An exact, complete copy of the data that follows is needed.

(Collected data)
= = = = = = =

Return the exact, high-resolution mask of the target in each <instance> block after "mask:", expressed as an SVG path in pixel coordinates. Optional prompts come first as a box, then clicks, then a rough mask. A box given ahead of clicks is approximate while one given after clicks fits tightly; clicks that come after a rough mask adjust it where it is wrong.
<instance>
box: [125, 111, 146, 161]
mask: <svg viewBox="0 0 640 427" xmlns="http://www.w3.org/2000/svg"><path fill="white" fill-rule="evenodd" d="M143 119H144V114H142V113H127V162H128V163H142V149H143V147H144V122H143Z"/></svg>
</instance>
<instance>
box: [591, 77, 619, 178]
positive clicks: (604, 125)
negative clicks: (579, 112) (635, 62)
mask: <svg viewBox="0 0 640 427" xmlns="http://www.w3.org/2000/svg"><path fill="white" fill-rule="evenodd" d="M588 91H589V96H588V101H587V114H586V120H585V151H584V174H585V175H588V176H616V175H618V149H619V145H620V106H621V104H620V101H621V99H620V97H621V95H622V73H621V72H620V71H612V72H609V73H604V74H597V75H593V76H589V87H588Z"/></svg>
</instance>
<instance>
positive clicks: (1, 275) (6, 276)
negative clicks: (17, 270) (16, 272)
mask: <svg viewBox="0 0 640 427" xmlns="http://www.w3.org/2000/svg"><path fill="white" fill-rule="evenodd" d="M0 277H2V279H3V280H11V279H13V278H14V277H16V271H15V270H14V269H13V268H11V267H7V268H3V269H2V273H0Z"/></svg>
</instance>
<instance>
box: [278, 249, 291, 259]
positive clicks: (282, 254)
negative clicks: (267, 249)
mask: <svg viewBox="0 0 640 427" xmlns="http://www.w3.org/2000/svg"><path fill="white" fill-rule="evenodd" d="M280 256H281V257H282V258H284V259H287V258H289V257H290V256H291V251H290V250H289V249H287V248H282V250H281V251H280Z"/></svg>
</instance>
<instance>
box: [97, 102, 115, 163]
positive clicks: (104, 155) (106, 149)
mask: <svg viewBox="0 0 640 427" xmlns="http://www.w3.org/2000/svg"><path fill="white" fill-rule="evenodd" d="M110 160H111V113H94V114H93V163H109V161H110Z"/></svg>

= = = = = = =

* [EXERCISE OUTPUT]:
Return the exact, high-resolution mask of the target in each <instance> block after "mask:", expressed as an SVG path in pixel coordinates. Optional prompts come first as a box, then clicks, then a rough mask. A box given ahead of clicks is approximate while one given after clicks fits tightly; clicks that come after a rough mask adjust it where it is wrong.
<instance>
box: [125, 111, 146, 161]
mask: <svg viewBox="0 0 640 427" xmlns="http://www.w3.org/2000/svg"><path fill="white" fill-rule="evenodd" d="M143 119H144V114H142V113H127V162H128V163H142V149H143V147H144V122H143Z"/></svg>
</instance>
<instance>
box: [591, 77, 619, 178]
positive clicks: (604, 125)
negative clicks: (579, 112) (635, 62)
mask: <svg viewBox="0 0 640 427" xmlns="http://www.w3.org/2000/svg"><path fill="white" fill-rule="evenodd" d="M588 91H589V96H588V101H587V114H586V120H585V151H584V174H585V175H588V176H616V175H618V149H619V145H620V106H621V104H620V101H621V99H620V97H621V95H622V73H621V72H620V71H612V72H609V73H604V74H597V75H593V76H589V87H588Z"/></svg>
</instance>
<instance>
positive clicks: (1, 275) (6, 276)
negative clicks: (17, 270) (16, 272)
mask: <svg viewBox="0 0 640 427" xmlns="http://www.w3.org/2000/svg"><path fill="white" fill-rule="evenodd" d="M0 277H2V279H3V280H11V279H13V278H14V277H16V271H15V270H14V269H13V268H11V267H7V268H3V269H2V273H0Z"/></svg>
</instance>
<instance>
box: [278, 249, 291, 259]
positive clicks: (282, 254)
negative clicks: (267, 249)
mask: <svg viewBox="0 0 640 427" xmlns="http://www.w3.org/2000/svg"><path fill="white" fill-rule="evenodd" d="M280 256H281V257H282V258H284V259H287V258H289V257H290V256H291V251H290V250H289V249H287V248H282V250H281V251H280Z"/></svg>
</instance>
<instance>
box: [97, 102, 115, 163]
positive clicks: (104, 155) (106, 149)
mask: <svg viewBox="0 0 640 427" xmlns="http://www.w3.org/2000/svg"><path fill="white" fill-rule="evenodd" d="M110 160H111V113H94V114H93V163H109V161H110Z"/></svg>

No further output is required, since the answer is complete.